● WORK ORDER
The result should be the lines from the one holding "like x=40 y=27." to the final line of the records, retyped exactly.

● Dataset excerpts
· · · ·

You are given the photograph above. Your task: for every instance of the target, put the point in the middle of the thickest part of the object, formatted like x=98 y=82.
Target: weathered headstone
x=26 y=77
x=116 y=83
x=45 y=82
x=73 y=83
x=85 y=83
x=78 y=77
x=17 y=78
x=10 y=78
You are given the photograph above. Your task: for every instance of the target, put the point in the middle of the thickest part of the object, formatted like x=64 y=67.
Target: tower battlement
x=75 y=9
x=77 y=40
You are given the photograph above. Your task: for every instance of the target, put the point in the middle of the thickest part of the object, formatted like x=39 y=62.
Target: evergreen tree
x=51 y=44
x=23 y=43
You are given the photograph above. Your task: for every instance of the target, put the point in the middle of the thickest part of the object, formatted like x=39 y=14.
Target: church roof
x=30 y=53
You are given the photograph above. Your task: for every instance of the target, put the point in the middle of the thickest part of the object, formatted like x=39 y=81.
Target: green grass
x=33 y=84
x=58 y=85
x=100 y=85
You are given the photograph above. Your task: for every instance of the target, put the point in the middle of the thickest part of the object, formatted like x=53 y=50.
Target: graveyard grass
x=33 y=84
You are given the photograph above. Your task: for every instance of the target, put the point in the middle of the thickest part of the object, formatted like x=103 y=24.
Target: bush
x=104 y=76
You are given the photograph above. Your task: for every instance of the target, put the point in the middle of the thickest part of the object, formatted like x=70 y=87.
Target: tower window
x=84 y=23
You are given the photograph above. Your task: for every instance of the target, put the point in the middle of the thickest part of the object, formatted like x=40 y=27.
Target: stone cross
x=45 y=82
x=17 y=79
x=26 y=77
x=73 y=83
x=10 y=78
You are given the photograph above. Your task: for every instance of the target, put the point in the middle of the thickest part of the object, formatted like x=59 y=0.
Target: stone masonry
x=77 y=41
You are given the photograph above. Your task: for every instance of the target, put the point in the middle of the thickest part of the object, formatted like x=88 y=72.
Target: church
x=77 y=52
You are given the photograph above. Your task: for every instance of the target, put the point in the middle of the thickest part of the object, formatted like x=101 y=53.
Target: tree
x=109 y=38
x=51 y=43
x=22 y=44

· · · ·

● REPLY TO THE TASK
You are given the photograph above. Your task: for every instance of the target, put the point in the middle of the thickest part of the object, formatted like x=40 y=27.
Target: stone cross
x=45 y=82
x=17 y=79
x=26 y=77
x=73 y=83
x=10 y=78
You are given the photograph above. Your task: for every instance of the target, put the point in the middle of the thickest part of the object, formatted like x=59 y=0.
Target: stone masonry
x=77 y=41
You are given the photograph above. Your task: for every instance of the target, put the point in the middle of the thickest part of the object, formatted like x=88 y=72.
Target: church
x=77 y=52
You are given the photograph above. Your task: for every instance of the target, put the point in the middle of the thickest part of the object, formatted like x=101 y=53.
Target: tree
x=109 y=38
x=51 y=43
x=22 y=44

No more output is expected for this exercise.